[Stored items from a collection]

════

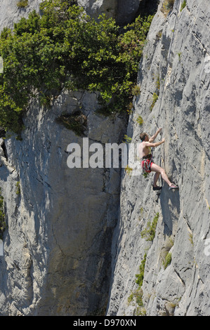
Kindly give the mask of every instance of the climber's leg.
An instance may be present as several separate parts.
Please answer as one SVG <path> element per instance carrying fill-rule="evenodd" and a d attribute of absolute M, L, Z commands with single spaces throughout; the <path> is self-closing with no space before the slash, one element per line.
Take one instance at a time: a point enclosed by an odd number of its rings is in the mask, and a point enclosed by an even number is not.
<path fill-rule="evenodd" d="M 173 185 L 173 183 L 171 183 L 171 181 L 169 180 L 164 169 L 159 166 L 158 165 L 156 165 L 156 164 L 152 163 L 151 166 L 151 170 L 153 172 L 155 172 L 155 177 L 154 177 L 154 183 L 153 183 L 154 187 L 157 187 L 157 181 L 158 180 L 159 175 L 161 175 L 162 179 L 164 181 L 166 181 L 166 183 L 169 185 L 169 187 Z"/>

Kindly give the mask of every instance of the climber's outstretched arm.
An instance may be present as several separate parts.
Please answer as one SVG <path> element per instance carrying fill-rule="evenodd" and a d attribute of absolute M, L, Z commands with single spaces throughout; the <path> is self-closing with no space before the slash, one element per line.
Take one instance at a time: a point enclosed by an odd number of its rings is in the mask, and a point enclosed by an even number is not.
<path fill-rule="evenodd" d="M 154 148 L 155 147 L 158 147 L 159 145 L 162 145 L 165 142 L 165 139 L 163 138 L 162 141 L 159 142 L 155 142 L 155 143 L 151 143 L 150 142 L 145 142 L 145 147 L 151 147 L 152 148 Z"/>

════

**WHAT THE EXERCISE ASKS**. Reproduce all of the data above verbatim, omitting the pictures.

**THE COMPLETED TASK**.
Kindly give the mask of every instance of the climber's leg.
An instance may be present as several separate parts.
Please answer as one SVG <path> element per instance carrying fill-rule="evenodd" and a d attribute of absolute M, L, Z commands with single spaces throughout; the <path> is self-closing with no space before the slash, one element per line.
Take one instance at a time: a point enclosed by an odd number of its rings is in the mask, and a point enclosed by an even number is not.
<path fill-rule="evenodd" d="M 173 185 L 173 183 L 171 183 L 171 181 L 169 180 L 164 169 L 159 166 L 158 165 L 156 165 L 156 164 L 152 163 L 151 166 L 151 170 L 153 172 L 155 172 L 155 177 L 154 177 L 154 183 L 153 183 L 154 187 L 157 187 L 157 181 L 158 180 L 159 175 L 161 175 L 162 179 L 164 181 L 166 181 L 166 183 L 169 185 L 169 187 Z"/>

Kindly give the mask of every instance of the climber's outstretched arm.
An instance may be present as several separate parts.
Please answer as one SVG <path> element per instance carrying fill-rule="evenodd" and a d attribute of absolute M, L, Z commands with single spaces throughout; the <path> is self-closing with no space before the slash, one element per line.
Take one instance at a time: a point enclosed by an odd number of its rings is in the mask, and a point enclosed by an even number is not.
<path fill-rule="evenodd" d="M 154 148 L 155 147 L 158 147 L 159 145 L 162 145 L 165 142 L 165 139 L 163 138 L 162 141 L 159 142 L 155 142 L 155 143 L 151 143 L 150 142 L 145 142 L 145 147 L 151 147 L 152 148 Z"/>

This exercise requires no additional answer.